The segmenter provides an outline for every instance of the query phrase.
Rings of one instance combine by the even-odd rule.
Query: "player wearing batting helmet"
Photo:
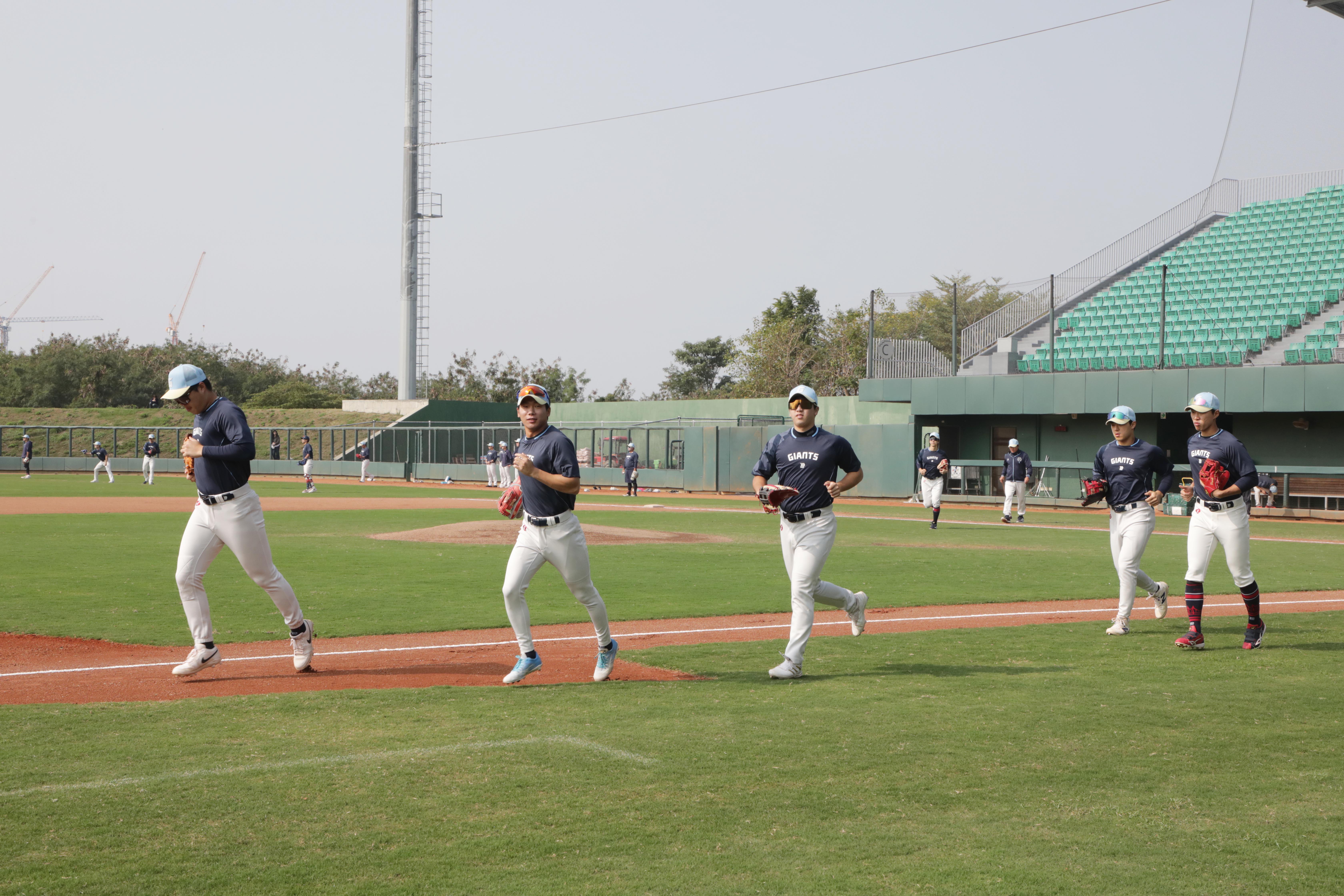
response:
[[[1255,462],[1246,446],[1218,424],[1222,414],[1218,396],[1200,392],[1185,406],[1195,435],[1185,453],[1193,482],[1183,485],[1181,497],[1195,500],[1185,539],[1185,613],[1189,631],[1176,638],[1177,647],[1204,649],[1200,619],[1204,614],[1204,575],[1214,548],[1223,545],[1227,571],[1242,591],[1246,604],[1246,637],[1242,647],[1254,650],[1265,639],[1265,621],[1259,615],[1259,586],[1251,572],[1251,523],[1245,494],[1255,485]]]

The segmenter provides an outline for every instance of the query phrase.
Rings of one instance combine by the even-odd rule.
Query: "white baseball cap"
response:
[[[1134,408],[1129,407],[1128,404],[1117,404],[1116,407],[1110,408],[1110,416],[1106,418],[1106,422],[1107,423],[1133,423],[1137,419],[1138,419],[1138,415],[1134,414]]]
[[[794,386],[792,390],[789,390],[789,402],[788,403],[793,404],[793,399],[796,399],[796,398],[805,398],[809,402],[812,402],[813,404],[816,404],[817,407],[821,407],[821,402],[817,400],[817,391],[814,388],[812,388],[810,386]]]
[[[1200,414],[1206,411],[1216,411],[1218,396],[1214,395],[1212,392],[1200,392],[1199,395],[1196,395],[1189,400],[1189,404],[1185,406],[1185,410],[1199,411]]]
[[[192,386],[204,382],[206,371],[195,364],[179,364],[168,371],[168,391],[163,396],[165,399],[181,398]]]

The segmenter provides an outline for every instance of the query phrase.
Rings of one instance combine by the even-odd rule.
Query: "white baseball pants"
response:
[[[925,506],[942,506],[942,485],[946,481],[946,477],[942,476],[937,480],[927,480],[922,476],[919,477],[919,496],[923,498]]]
[[[610,643],[612,629],[606,621],[606,604],[593,584],[583,527],[573,510],[567,510],[560,514],[560,521],[555,525],[532,525],[524,519],[517,531],[517,540],[513,541],[513,551],[508,555],[508,567],[504,570],[504,610],[517,637],[517,649],[523,653],[532,649],[532,617],[527,609],[526,595],[527,586],[532,583],[532,576],[543,563],[559,570],[570,594],[587,609],[598,646]]]
[[[780,547],[784,549],[784,571],[789,575],[789,600],[793,606],[789,643],[784,656],[800,666],[802,653],[808,649],[808,638],[812,637],[816,604],[824,603],[847,613],[857,606],[853,591],[821,580],[821,567],[827,564],[835,543],[836,514],[829,508],[821,516],[802,523],[789,523],[780,517]]]
[[[1017,498],[1017,516],[1027,512],[1027,484],[1004,480],[1004,516],[1012,516],[1012,500]]]
[[[1251,572],[1251,514],[1246,501],[1236,498],[1236,506],[1227,510],[1210,510],[1195,501],[1189,514],[1189,535],[1185,537],[1187,582],[1203,582],[1208,574],[1208,562],[1214,548],[1223,545],[1227,557],[1227,571],[1232,574],[1236,587],[1255,580]]]
[[[215,639],[215,627],[210,622],[210,600],[202,580],[206,570],[218,556],[219,549],[228,547],[238,557],[243,571],[262,591],[270,595],[276,609],[285,617],[285,625],[297,629],[304,621],[294,590],[270,559],[270,541],[266,540],[266,520],[261,514],[261,498],[250,485],[234,490],[233,501],[204,504],[196,500],[196,508],[187,520],[177,548],[177,594],[181,609],[187,613],[187,626],[196,643]]]
[[[1156,524],[1157,514],[1149,504],[1141,504],[1124,513],[1110,512],[1110,562],[1116,564],[1116,572],[1120,575],[1120,613],[1117,615],[1126,619],[1134,610],[1136,588],[1157,594],[1157,583],[1138,568],[1138,562],[1144,559],[1144,548],[1148,547],[1148,539],[1153,535]]]

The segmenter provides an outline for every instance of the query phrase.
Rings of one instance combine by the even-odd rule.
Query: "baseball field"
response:
[[[0,893],[1324,893],[1344,879],[1337,524],[1251,524],[1259,650],[1241,649],[1239,599],[1214,596],[1235,595],[1215,555],[1223,609],[1191,654],[1172,645],[1181,519],[1159,520],[1144,562],[1172,583],[1171,615],[1140,599],[1116,638],[1105,514],[1001,525],[949,506],[933,532],[922,508],[841,501],[825,578],[870,594],[868,630],[818,626],[806,676],[770,681],[788,631],[775,519],[583,493],[585,525],[614,533],[591,559],[616,674],[583,684],[591,642],[542,639],[543,672],[504,688],[492,492],[254,486],[317,625],[317,672],[292,672],[284,623],[226,551],[206,587],[237,662],[179,681],[163,662],[190,645],[173,567],[191,485],[0,476]],[[554,638],[591,635],[550,567],[528,602]]]

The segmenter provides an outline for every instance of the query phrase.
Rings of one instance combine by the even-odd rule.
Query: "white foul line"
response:
[[[500,750],[504,747],[530,747],[535,744],[567,744],[591,752],[612,756],[613,759],[626,759],[641,766],[652,766],[657,759],[641,756],[629,750],[617,750],[605,744],[593,743],[583,737],[569,735],[548,735],[543,737],[523,737],[519,740],[482,740],[470,744],[448,744],[444,747],[413,747],[410,750],[382,750],[378,752],[356,752],[345,756],[313,756],[312,759],[285,759],[281,762],[258,762],[249,766],[220,766],[218,768],[192,768],[190,771],[169,771],[161,775],[146,775],[144,778],[109,778],[108,780],[85,780],[73,785],[39,785],[38,787],[24,787],[22,790],[0,790],[0,797],[27,797],[28,794],[52,794],[69,790],[101,790],[103,787],[129,787],[134,785],[153,785],[163,780],[185,780],[190,778],[204,778],[207,775],[239,775],[250,771],[278,771],[281,768],[301,768],[304,766],[336,766],[355,762],[382,762],[387,759],[421,759],[438,756],[448,752],[473,752],[477,750]]]
[[[1329,598],[1322,600],[1262,600],[1261,606],[1274,607],[1274,606],[1296,606],[1302,603],[1344,603],[1344,598]],[[1206,603],[1206,607],[1241,607],[1241,603]],[[943,619],[1004,619],[1009,617],[1050,617],[1060,615],[1064,613],[1114,613],[1114,607],[1095,607],[1095,609],[1074,609],[1074,610],[1017,610],[1013,613],[960,613],[948,614],[941,617],[887,617],[868,619],[868,625],[875,625],[879,622],[939,622]],[[814,622],[813,626],[844,626],[849,625],[848,619],[840,619],[837,622]],[[788,629],[790,623],[778,622],[771,625],[755,625],[755,626],[724,626],[719,629],[676,629],[671,631],[613,631],[612,634],[618,638],[650,638],[657,635],[671,635],[671,634],[710,634],[714,631],[765,631],[766,629]],[[535,638],[535,643],[543,642],[558,642],[558,641],[591,641],[593,635],[569,635],[564,638]],[[359,653],[406,653],[411,650],[453,650],[457,647],[503,647],[508,645],[517,643],[516,641],[474,641],[469,643],[430,643],[414,647],[366,647],[363,650],[327,650],[323,653],[313,653],[314,657],[348,657]],[[276,653],[262,657],[233,657],[224,658],[224,662],[253,662],[257,660],[289,660],[292,654]],[[4,672],[0,673],[0,678],[12,678],[17,676],[51,676],[60,674],[63,672],[110,672],[116,669],[146,669],[152,666],[175,666],[176,662],[132,662],[120,666],[81,666],[75,669],[35,669],[32,672]]]

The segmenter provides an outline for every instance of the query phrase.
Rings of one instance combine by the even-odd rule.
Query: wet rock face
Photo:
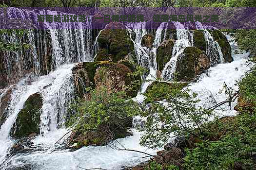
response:
[[[164,41],[158,47],[157,51],[157,62],[158,68],[161,71],[164,68],[165,64],[168,63],[173,53],[173,48],[175,40],[168,39]]]
[[[186,48],[179,56],[176,66],[176,79],[190,81],[210,68],[210,58],[202,51],[194,47]]]
[[[0,127],[3,124],[8,116],[8,106],[11,100],[12,88],[3,92],[1,98],[0,98]],[[1,95],[1,94],[0,94]]]
[[[79,63],[74,67],[72,73],[76,87],[75,94],[77,97],[81,98],[85,93],[85,88],[93,85],[93,83],[90,82],[86,67],[83,63]]]
[[[130,58],[137,62],[133,42],[123,24],[116,22],[108,24],[100,33],[98,42],[99,49],[95,61],[107,60],[117,63]]]
[[[140,85],[134,87],[133,90],[126,90],[126,87],[136,80],[136,78],[130,75],[131,73],[132,70],[121,64],[99,68],[94,77],[96,88],[100,88],[105,86],[109,91],[125,91],[128,95],[135,97]]]
[[[142,39],[141,40],[141,45],[144,47],[146,47],[150,49],[153,47],[154,38],[151,34],[146,34],[144,35]]]
[[[7,74],[3,63],[3,53],[0,51],[0,89],[4,88],[7,85]]]
[[[193,36],[194,46],[202,51],[206,51],[206,42],[201,30],[195,30]]]
[[[231,47],[226,38],[226,36],[218,30],[215,30],[212,31],[212,35],[216,41],[221,50],[223,55],[224,62],[230,63],[234,61],[231,56]]]
[[[39,94],[34,94],[28,98],[23,109],[19,113],[11,129],[12,136],[25,137],[33,133],[40,132],[39,127],[42,105],[42,99]]]
[[[253,113],[255,104],[247,101],[242,96],[240,95],[237,99],[238,103],[235,107],[234,110],[240,113],[248,112]]]

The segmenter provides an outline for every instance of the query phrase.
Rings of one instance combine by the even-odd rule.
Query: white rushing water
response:
[[[14,9],[14,11],[12,12],[16,13],[19,13],[24,18],[27,17],[28,15],[35,15],[16,9]],[[49,14],[49,13],[56,14],[54,12],[46,11],[42,11],[40,13],[42,15]],[[167,81],[172,80],[176,63],[179,57],[182,57],[180,54],[183,50],[185,48],[193,45],[192,32],[179,22],[174,24],[177,29],[177,40],[176,41],[174,47],[172,57],[166,64],[163,70],[162,77]],[[78,24],[74,26],[78,29],[80,28],[82,26],[80,24],[86,24],[87,29],[51,30],[49,31],[49,33],[47,33],[47,30],[40,33],[29,33],[28,36],[31,39],[30,43],[34,47],[32,51],[34,58],[32,63],[35,69],[39,72],[42,69],[43,66],[41,65],[40,56],[37,55],[38,51],[35,49],[39,47],[39,44],[43,47],[47,45],[45,42],[46,37],[50,36],[52,43],[51,52],[53,56],[51,59],[52,64],[50,69],[52,71],[47,75],[36,77],[29,83],[28,82],[30,79],[25,78],[14,86],[9,104],[8,117],[0,128],[0,169],[13,170],[18,167],[24,168],[27,166],[35,170],[80,170],[78,167],[79,166],[87,169],[100,168],[108,170],[121,170],[125,166],[135,166],[149,159],[142,158],[145,156],[142,153],[118,151],[108,146],[84,147],[75,152],[71,152],[68,149],[60,149],[63,146],[61,144],[62,141],[55,144],[68,131],[64,128],[63,124],[65,123],[65,117],[67,115],[68,105],[74,98],[74,90],[71,79],[72,68],[74,67],[74,64],[70,63],[91,61],[93,58],[92,54],[94,55],[92,52],[91,47],[91,23],[88,22]],[[158,47],[165,39],[168,24],[162,23],[157,30],[153,47],[150,49],[142,47],[141,45],[143,36],[147,33],[145,29],[146,23],[133,24],[129,23],[127,26],[129,28],[133,28],[133,30],[128,29],[131,38],[132,39],[133,31],[136,35],[135,39],[132,40],[135,45],[138,63],[140,66],[148,68],[150,71],[149,74],[143,77],[144,80],[149,81],[142,85],[141,91],[138,93],[137,98],[134,99],[138,102],[142,102],[144,97],[141,93],[145,92],[147,87],[157,76],[158,67],[156,51]],[[68,26],[71,27],[71,25]],[[211,60],[212,58],[214,59],[213,63],[214,65],[219,63],[221,64],[211,68],[207,74],[202,74],[198,81],[191,83],[189,88],[193,92],[198,94],[198,97],[201,101],[199,104],[208,107],[212,106],[215,102],[220,102],[225,99],[224,94],[218,93],[224,82],[228,85],[237,88],[235,85],[236,80],[240,78],[249,69],[246,64],[249,53],[239,51],[237,45],[232,41],[234,39],[227,36],[232,45],[232,56],[234,61],[230,63],[222,63],[223,56],[221,57],[222,53],[219,46],[213,40],[209,32],[206,30],[203,31],[207,41],[207,54]],[[37,34],[40,34],[40,36]],[[13,35],[13,36],[5,38],[12,42],[12,41],[15,41],[15,36],[16,35]],[[43,40],[39,40],[40,38]],[[97,43],[95,42],[93,46],[97,51]],[[41,49],[46,51],[45,48]],[[235,50],[238,50],[240,52],[236,54],[234,52]],[[77,52],[74,53],[74,51]],[[41,51],[41,54],[45,54],[46,53],[47,51]],[[16,58],[13,59],[14,56]],[[9,75],[12,75],[13,70],[12,70],[12,66],[14,65],[18,68],[18,72],[21,74],[20,77],[22,77],[24,73],[21,70],[24,68],[21,68],[20,66],[22,63],[27,64],[27,59],[23,58],[21,56],[22,55],[19,53],[5,53],[4,61],[7,62],[7,70],[9,71]],[[16,60],[14,61],[13,60]],[[25,66],[25,68],[29,68],[29,66]],[[1,90],[0,102],[7,90],[7,88]],[[8,155],[11,147],[15,143],[15,140],[9,136],[11,129],[25,101],[30,95],[36,93],[41,95],[43,105],[40,116],[40,135],[32,140],[32,143],[30,145],[31,148],[26,148],[34,151]],[[214,97],[214,100],[212,97]],[[233,104],[231,110],[227,109],[227,106],[223,106],[220,110],[217,110],[219,115],[230,116],[235,114],[236,112],[233,107],[236,103],[235,102]],[[139,119],[139,118],[135,119]],[[141,133],[135,129],[133,129],[132,131],[134,133],[133,136],[117,139],[114,141],[115,145],[122,148],[117,142],[118,141],[126,149],[156,154],[158,150],[148,149],[140,146],[139,139]],[[62,140],[63,140],[64,139]]]
[[[146,77],[143,77],[145,82],[141,85],[140,93],[143,93],[147,87],[156,80],[157,78],[157,50],[160,43],[164,40],[166,35],[166,30],[168,23],[162,22],[158,28],[151,48],[141,46],[141,41],[144,35],[147,34],[147,30],[145,29],[146,22],[142,23],[128,23],[127,28],[132,28],[133,29],[128,29],[130,33],[131,39],[133,41],[135,49],[135,52],[138,64],[142,67],[148,69],[149,72]],[[135,40],[132,38],[132,31],[134,31],[136,34]],[[163,37],[162,38],[162,36]]]
[[[162,77],[166,81],[172,81],[176,69],[176,63],[186,47],[193,45],[193,34],[180,22],[174,22],[177,31],[177,40],[175,42],[173,49],[172,58],[166,63],[162,73]]]
[[[0,147],[0,163],[2,163],[7,153],[6,151],[12,144],[9,136],[11,128],[19,112],[30,95],[36,93],[42,94],[43,102],[41,117],[42,133],[44,133],[45,129],[50,128],[48,123],[45,123],[50,120],[51,120],[50,126],[56,128],[55,126],[58,124],[56,120],[57,114],[60,115],[59,117],[61,119],[61,123],[63,123],[63,117],[67,108],[63,105],[70,101],[70,92],[73,91],[73,85],[70,83],[73,67],[73,64],[63,65],[48,75],[39,77],[38,81],[32,82],[31,85],[24,84],[24,80],[22,80],[16,86],[9,105],[8,117],[0,129],[0,143],[3,144]],[[59,108],[58,112],[55,109],[57,107]]]

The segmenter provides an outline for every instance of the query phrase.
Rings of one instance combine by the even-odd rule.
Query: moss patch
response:
[[[163,69],[165,64],[172,58],[173,48],[174,46],[174,41],[172,39],[164,41],[158,48],[157,51],[157,62],[158,69],[160,71]]]
[[[233,61],[233,58],[231,56],[231,47],[226,38],[226,36],[219,30],[213,30],[210,31],[214,40],[216,41],[223,55],[223,58],[225,62],[230,63]]]
[[[25,137],[32,133],[39,133],[40,110],[42,105],[41,95],[35,93],[27,100],[22,109],[18,114],[12,129],[12,136]]]
[[[201,30],[195,30],[193,36],[194,46],[201,51],[206,51],[206,42],[203,32]]]
[[[118,29],[105,29],[98,37],[98,42],[101,50],[99,51],[99,56],[97,55],[95,61],[106,60],[116,63],[134,51],[134,45],[126,30],[118,29],[122,28],[123,25],[119,23],[110,24],[109,27],[112,26]],[[133,59],[134,61],[137,60],[135,55]]]
[[[186,83],[154,82],[145,92],[145,102],[148,103],[164,100],[170,91],[181,89],[187,85]]]
[[[177,81],[190,81],[210,68],[210,59],[200,49],[186,48],[179,56],[176,66]]]

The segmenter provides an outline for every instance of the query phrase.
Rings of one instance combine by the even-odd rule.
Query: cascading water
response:
[[[201,29],[204,35],[206,42],[206,54],[211,60],[211,66],[214,66],[219,63],[224,63],[224,58],[220,47],[218,43],[214,40],[213,36],[208,31],[207,28],[203,26],[200,22],[196,22],[197,29]]]
[[[8,8],[7,17],[23,19],[37,18],[38,15],[58,15],[57,12],[40,10],[31,11]],[[89,18],[90,19],[90,18]],[[17,34],[3,35],[7,42],[26,43],[30,49],[17,51],[4,51],[3,64],[7,77],[6,85],[17,83],[24,75],[47,75],[50,71],[64,64],[92,61],[93,47],[92,19],[86,22],[62,23],[63,29],[27,30],[21,38]],[[36,22],[35,24],[39,25]],[[44,22],[46,28],[57,28],[58,22]],[[73,29],[70,29],[70,28]],[[85,29],[86,28],[86,29]]]
[[[146,23],[128,23],[128,28],[132,28],[132,30],[128,29],[131,39],[133,41],[137,60],[138,64],[142,67],[147,68],[149,70],[149,74],[146,77],[143,77],[146,82],[141,85],[141,93],[144,93],[147,87],[152,83],[152,81],[157,77],[157,49],[159,45],[164,39],[166,34],[168,23],[162,22],[157,30],[155,39],[152,48],[141,46],[142,37],[147,34],[147,30],[145,29]],[[132,31],[135,32],[136,34],[135,40],[134,40],[132,36]],[[162,38],[163,34],[163,38]]]
[[[9,105],[8,117],[0,129],[1,143],[10,143],[10,132],[18,113],[28,97],[36,93],[41,94],[43,97],[41,132],[45,133],[44,127],[48,127],[48,123],[45,122],[50,119],[51,121],[50,127],[52,127],[50,129],[55,130],[57,128],[56,126],[58,124],[56,120],[57,114],[59,115],[58,117],[59,125],[63,123],[67,108],[65,105],[70,101],[73,91],[73,85],[70,83],[73,67],[73,64],[64,65],[51,72],[48,76],[39,77],[38,81],[32,83],[31,85],[24,84],[23,80],[22,80],[16,85]],[[4,157],[2,154],[6,154],[6,153],[0,153],[0,157],[2,159],[0,160],[0,162],[2,162]]]
[[[25,18],[36,14],[13,9],[11,14],[18,14]],[[40,12],[41,14],[52,12],[54,14],[54,12]],[[11,13],[9,15],[11,15]],[[127,26],[133,28],[133,31],[128,30],[132,39],[132,31],[134,31],[136,34],[136,38],[133,41],[139,64],[149,68],[151,70],[150,74],[155,76],[157,69],[156,50],[163,40],[163,34],[164,39],[167,24],[162,23],[159,29],[157,30],[153,47],[149,49],[141,45],[142,38],[147,34],[147,31],[145,29],[145,24],[141,23],[136,25],[129,25]],[[48,75],[36,76],[33,80],[30,77],[23,78],[17,85],[0,90],[0,102],[1,104],[2,97],[7,92],[8,89],[7,88],[11,87],[13,89],[8,106],[8,115],[0,128],[0,169],[13,170],[27,166],[35,170],[79,170],[80,168],[77,167],[78,166],[87,169],[101,168],[109,170],[121,170],[126,166],[135,166],[147,160],[147,158],[142,158],[144,155],[141,153],[117,151],[108,148],[107,146],[89,146],[83,147],[75,152],[70,152],[69,150],[59,150],[58,147],[60,147],[61,145],[55,144],[67,132],[67,129],[62,128],[64,127],[62,125],[66,115],[67,106],[73,98],[74,92],[71,78],[72,68],[74,65],[63,64],[91,61],[93,58],[91,52],[91,23],[88,22],[83,24],[87,24],[86,28],[88,29],[51,30],[40,32],[29,31],[28,36],[31,39],[28,43],[31,43],[34,48],[32,51],[30,51],[32,53],[32,58],[28,59],[26,58],[26,55],[20,54],[20,51],[5,52],[4,58],[7,63],[5,67],[9,71],[9,75],[16,75],[14,70],[12,69],[12,67],[14,65],[16,67],[13,68],[16,68],[18,73],[20,74],[20,78],[25,77],[25,75],[29,73],[27,70],[31,68],[33,68],[35,70],[34,71],[36,71],[34,72],[36,75],[42,74],[42,71],[45,71],[44,70],[47,70],[44,74],[47,74],[51,70],[52,71]],[[172,59],[166,64],[164,71],[163,71],[163,77],[167,80],[171,80],[173,77],[176,62],[182,50],[186,47],[193,45],[193,38],[191,38],[193,34],[190,31],[184,29],[185,28],[181,23],[176,23],[175,25],[177,29],[178,40],[175,44]],[[81,26],[79,24],[75,25],[78,29],[80,28],[79,27]],[[14,37],[16,35],[14,34],[13,36],[5,36],[5,38],[15,42],[17,40]],[[50,46],[52,49],[47,49],[47,45],[49,44],[51,45]],[[236,46],[236,45],[234,46]],[[211,48],[209,45],[208,49]],[[219,94],[217,92],[221,88],[221,85],[223,82],[234,87],[235,80],[239,78],[248,69],[245,65],[248,53],[235,55],[234,48],[232,50],[234,62],[221,64],[211,68],[208,75],[202,74],[198,82],[190,84],[190,88],[193,91],[199,94],[198,98],[202,101],[200,104],[203,105],[206,102],[205,101],[211,102],[210,93],[214,95],[217,101],[222,101],[224,96],[223,94]],[[38,50],[41,51],[38,51]],[[74,52],[77,52],[77,53],[74,54]],[[45,63],[46,60],[43,56],[47,55],[50,52],[52,55],[48,58],[50,62]],[[38,55],[38,53],[40,55]],[[28,61],[30,62],[31,65],[28,65]],[[22,72],[23,70],[26,70],[25,72]],[[149,77],[150,75],[144,78],[146,80],[153,79],[153,77]],[[214,85],[209,86],[210,83]],[[142,92],[145,90],[149,85],[143,85]],[[35,93],[41,94],[43,100],[40,127],[41,134],[43,135],[36,136],[31,141],[32,146],[28,147],[29,150],[35,150],[35,151],[8,155],[11,146],[15,143],[15,141],[9,136],[11,127],[15,121],[17,114],[23,107],[26,100],[31,95]],[[140,96],[141,98],[137,99],[138,102],[142,102],[143,96]],[[210,104],[211,103],[209,102],[209,103]],[[224,111],[221,111],[221,113],[233,115],[234,112],[233,110],[231,112],[225,110]],[[141,133],[135,129],[133,129],[133,136],[118,139],[118,141],[127,149],[156,154],[157,150],[148,149],[139,145]],[[121,147],[117,141],[114,142]]]
[[[174,22],[174,25],[177,31],[177,40],[175,42],[173,49],[172,58],[166,63],[163,70],[162,77],[166,81],[173,80],[176,69],[176,63],[184,49],[187,47],[193,45],[193,34],[191,31],[185,28],[185,26],[180,22]]]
◆ ◆ ◆
• _Direction_
From the entries above, collect every line that contains the string "baseball", treating uppercase and lowercase letters as different.

• _Final answer_
Query: "white baseball cap"
Query: "white baseball pants"
Query: "baseball field"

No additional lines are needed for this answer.